**What is needed:** Starting at the line that contains "of the pine" and continuing through the end of the records, rewrite each line with "tag" changed to "mark". Leave everything else unchanged.

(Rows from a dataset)

►

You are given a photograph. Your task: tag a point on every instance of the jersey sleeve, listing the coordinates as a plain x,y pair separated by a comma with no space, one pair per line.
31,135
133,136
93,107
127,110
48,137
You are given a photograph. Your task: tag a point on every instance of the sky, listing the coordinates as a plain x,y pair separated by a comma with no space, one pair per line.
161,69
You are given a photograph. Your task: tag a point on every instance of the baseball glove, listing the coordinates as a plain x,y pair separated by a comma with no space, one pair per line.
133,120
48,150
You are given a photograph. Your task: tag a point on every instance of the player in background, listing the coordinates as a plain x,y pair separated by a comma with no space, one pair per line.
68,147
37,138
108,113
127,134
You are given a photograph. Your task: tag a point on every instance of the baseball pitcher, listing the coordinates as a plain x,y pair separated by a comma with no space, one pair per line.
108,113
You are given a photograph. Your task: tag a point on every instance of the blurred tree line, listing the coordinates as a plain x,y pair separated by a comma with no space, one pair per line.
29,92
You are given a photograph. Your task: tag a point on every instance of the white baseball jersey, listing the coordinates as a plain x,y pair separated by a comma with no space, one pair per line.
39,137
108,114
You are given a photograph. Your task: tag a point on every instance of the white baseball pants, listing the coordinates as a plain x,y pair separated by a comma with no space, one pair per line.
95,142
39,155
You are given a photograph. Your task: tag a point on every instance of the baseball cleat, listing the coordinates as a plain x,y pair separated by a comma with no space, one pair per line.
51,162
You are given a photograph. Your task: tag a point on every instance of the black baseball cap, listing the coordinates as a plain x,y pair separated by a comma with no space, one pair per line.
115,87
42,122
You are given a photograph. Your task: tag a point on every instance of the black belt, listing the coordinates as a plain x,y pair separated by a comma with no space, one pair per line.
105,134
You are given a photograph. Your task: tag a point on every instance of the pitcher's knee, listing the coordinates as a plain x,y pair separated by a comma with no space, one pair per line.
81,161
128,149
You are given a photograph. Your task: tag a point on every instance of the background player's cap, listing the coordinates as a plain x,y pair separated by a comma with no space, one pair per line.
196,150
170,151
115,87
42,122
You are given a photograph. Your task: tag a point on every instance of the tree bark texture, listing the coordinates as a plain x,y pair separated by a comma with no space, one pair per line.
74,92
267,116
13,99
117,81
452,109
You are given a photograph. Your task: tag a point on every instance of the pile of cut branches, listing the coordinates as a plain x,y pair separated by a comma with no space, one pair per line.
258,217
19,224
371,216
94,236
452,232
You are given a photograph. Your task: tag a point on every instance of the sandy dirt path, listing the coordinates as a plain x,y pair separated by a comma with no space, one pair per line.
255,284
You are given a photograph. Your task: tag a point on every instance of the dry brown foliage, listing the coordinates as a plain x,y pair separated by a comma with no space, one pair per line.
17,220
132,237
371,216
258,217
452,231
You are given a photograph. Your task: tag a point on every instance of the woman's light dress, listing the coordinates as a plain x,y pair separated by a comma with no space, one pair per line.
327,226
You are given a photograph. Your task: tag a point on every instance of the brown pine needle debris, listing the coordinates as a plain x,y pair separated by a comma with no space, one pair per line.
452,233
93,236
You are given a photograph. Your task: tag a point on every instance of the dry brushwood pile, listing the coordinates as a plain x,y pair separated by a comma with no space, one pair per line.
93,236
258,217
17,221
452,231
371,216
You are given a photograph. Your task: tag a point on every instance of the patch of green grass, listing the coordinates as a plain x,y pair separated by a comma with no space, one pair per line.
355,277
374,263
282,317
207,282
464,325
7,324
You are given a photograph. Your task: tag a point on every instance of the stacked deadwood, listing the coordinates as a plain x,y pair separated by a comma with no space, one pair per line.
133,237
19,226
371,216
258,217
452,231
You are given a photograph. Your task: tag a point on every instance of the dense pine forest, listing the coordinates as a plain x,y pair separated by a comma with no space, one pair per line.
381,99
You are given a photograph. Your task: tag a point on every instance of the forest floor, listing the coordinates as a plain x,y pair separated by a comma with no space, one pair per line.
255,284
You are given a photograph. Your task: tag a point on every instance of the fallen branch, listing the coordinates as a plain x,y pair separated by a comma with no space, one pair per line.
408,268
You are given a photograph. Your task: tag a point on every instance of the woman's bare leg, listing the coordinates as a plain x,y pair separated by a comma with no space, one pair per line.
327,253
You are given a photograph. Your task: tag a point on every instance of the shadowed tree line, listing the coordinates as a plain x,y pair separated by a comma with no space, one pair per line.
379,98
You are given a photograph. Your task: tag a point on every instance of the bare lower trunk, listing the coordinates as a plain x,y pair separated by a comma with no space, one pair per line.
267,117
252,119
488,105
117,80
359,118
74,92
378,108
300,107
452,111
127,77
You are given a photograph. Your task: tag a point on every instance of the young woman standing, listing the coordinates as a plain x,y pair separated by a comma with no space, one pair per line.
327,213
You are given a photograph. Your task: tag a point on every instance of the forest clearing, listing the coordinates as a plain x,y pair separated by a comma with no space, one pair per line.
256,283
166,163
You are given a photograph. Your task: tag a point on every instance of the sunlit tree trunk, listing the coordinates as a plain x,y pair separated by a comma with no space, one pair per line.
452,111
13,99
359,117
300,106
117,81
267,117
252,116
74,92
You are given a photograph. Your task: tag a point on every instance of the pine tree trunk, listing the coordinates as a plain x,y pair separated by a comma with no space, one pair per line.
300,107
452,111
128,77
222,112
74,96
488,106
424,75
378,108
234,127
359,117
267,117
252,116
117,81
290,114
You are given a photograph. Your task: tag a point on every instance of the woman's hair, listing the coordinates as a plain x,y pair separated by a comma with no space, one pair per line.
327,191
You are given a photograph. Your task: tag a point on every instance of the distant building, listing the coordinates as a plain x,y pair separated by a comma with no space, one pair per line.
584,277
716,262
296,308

◄

**Reply:**
You are given a photograph. Your task: mark a point on every instance of the pine tree trunk, listing the coordinates as a plain x,y pair separated by a comma with no space, one pair per line.
300,107
452,111
128,77
222,112
74,96
488,106
424,75
378,108
234,127
359,117
267,117
252,116
117,81
290,114
You are given a photograph. Your task: mark a point on every instance of the woman's hair, listing the coordinates as a plain x,y pair separated by a comma with no space, one pair per line.
327,191
You are given a photograph. Your task: mark a point on every instance of the distant building, listing the coordinates as a plain x,y pair separated by a comma with no space, one pair per line.
584,277
716,262
296,308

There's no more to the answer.